### Work instructions
#1 In the forum excerpt on QEMU backups and RBD below, list each diagnostic probe that the bulleted list offers to capture.
#2 Carry on the forum excerpt on QEMU backups and RBD below, starting after its last sentence.

### Excerpted text

Happy to capture more data if you can suggest a probe — for example:
  • Specific QEMU block-job tracing knob during the backup
  • ceph daemon osd.X perf dump before/during/after to see queue depth on the primary OSDs
  • Per-IO timing via rbd bench --io-size 64K --io-threads 1 (small-IO single-thread, closer to what backup might be doing) — happy to run this if relevant

Or if you have a known knob on the QEMU block-driver side that would change how backup IO sequences itself against RBD (queue depth, batch size, alignment), I'll try it.
 
Thank you for the test!

Could you please run the following read-only benchmarks on the same RBD image used for VM 701?

### Information provided

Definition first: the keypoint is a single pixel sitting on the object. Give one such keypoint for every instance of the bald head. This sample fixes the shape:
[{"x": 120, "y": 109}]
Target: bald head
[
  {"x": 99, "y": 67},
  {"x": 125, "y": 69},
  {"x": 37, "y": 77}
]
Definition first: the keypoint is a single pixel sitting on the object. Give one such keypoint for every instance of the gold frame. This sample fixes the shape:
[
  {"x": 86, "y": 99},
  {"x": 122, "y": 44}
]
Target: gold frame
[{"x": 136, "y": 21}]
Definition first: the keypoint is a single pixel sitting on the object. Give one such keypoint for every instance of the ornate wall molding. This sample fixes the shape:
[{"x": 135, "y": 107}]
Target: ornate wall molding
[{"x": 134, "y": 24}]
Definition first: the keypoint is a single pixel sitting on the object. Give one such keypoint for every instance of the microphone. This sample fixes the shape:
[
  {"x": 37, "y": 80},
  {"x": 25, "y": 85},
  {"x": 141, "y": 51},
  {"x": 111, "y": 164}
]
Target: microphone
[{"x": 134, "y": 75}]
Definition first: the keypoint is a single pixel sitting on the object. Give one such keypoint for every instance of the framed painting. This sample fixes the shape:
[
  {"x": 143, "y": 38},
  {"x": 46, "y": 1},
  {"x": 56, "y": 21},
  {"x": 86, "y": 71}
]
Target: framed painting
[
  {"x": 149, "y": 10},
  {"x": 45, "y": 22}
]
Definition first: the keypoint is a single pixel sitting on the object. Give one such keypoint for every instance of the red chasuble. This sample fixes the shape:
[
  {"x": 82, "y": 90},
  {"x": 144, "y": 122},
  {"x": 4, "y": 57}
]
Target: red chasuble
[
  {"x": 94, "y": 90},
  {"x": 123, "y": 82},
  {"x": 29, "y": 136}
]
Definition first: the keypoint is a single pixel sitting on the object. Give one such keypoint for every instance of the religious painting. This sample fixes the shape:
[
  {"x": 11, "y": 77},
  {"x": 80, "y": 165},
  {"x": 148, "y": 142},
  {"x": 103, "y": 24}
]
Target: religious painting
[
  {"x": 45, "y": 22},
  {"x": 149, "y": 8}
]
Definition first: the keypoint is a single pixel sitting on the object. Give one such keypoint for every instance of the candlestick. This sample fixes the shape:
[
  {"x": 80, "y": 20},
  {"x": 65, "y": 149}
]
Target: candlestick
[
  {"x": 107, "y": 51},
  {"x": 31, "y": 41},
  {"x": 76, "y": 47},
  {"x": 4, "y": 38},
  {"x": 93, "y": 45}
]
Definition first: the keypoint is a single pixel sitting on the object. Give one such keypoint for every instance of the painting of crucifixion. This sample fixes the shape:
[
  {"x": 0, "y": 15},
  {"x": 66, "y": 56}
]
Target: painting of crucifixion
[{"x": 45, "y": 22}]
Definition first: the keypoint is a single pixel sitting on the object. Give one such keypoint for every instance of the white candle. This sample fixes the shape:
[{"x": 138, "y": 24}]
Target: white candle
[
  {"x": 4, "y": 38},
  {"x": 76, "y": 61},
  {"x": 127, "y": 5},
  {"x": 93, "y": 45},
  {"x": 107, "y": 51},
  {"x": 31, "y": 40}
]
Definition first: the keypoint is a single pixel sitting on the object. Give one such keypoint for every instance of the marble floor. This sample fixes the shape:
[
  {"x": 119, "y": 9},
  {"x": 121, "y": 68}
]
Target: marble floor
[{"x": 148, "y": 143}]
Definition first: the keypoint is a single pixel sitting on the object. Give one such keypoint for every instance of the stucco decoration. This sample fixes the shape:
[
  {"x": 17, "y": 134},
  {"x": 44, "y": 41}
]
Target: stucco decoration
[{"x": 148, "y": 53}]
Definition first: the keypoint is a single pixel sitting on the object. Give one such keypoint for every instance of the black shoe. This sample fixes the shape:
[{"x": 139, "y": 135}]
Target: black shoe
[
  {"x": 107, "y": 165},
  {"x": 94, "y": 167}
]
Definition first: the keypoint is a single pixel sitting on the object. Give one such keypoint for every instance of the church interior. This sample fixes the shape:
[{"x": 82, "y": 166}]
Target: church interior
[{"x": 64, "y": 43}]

### Answers in order
#1
- A specific QEMU block-job tracing knob during the backup
- ceph daemon osd.X perf dump before, during and after the backup, to see queue depth on the primary OSDs
- Per-IO timing via rbd bench --io-size 64K --io-threads 1, a small-IO single-thread run that is closer to what the backup might be doing

#2
Bash:
rbd bench --io-type read --io-size 64K --io-threads 1 --io-total 1G pool_nvme_vm/vm-701-disk-0
rbd bench --io-type read --io-size 1M  --io-threads 1 --io-total 4G pool_nvme_vm/vm-701-disk-0
rbd bench --io-type read --io-size 1M  --io-threads 16 --io-total 4G pool_nvme_vm/vm-701-disk-0
rbd bench --io-type read --io-size 4M  --io-threads 1 --io-total 4G pool_nvme_vm/vm-701-disk-0

If practical, one more backup test with a fresh or full run of the same VM 701 and a different worker count would also be useful
Bash:
vzdump 701 --storage <pbs-storage> --mode snapshot --remove 0 --notes-template '{{guestname}}' --performance max-workers=1
and, if you can make it a comparable fresh run again:
Bash:
vzdump 701 --storage <pbs-storage> --mode snapshot --remove 0 --notes-template '{{guestname}}' --performance max-workers=64

This should help us to see if the worker-count tests need to be comparable. If the second run becomes a tiny incremental backup, it will not tell us much...
 
Update with the bigger-VM test (VM 162, the original 6 TiB
problem case from my first post). Cluster: 12 OSDs, 3 mon,
HEALTH_OK, replication 3.

=== rbd bench (scratch image in pool_nvme_vm, deleted after) ===

| Test | Throughput |
|--------------------------------------------|------------|
| read --io-size 64K --io-threads 1 -t 1G | 184 MiB/s |
| read --io-size 1M --io-threads 1 -t 4G | 627 MiB/s |
| read --io-size 1M --io-threads 16 -t 4G | 1.7 GiB/s |
| write --io-size 4M --io-threads 1 -t 4G | 82 MiB/s |

(rbd bench in 19.x requires --io-type explicitly.)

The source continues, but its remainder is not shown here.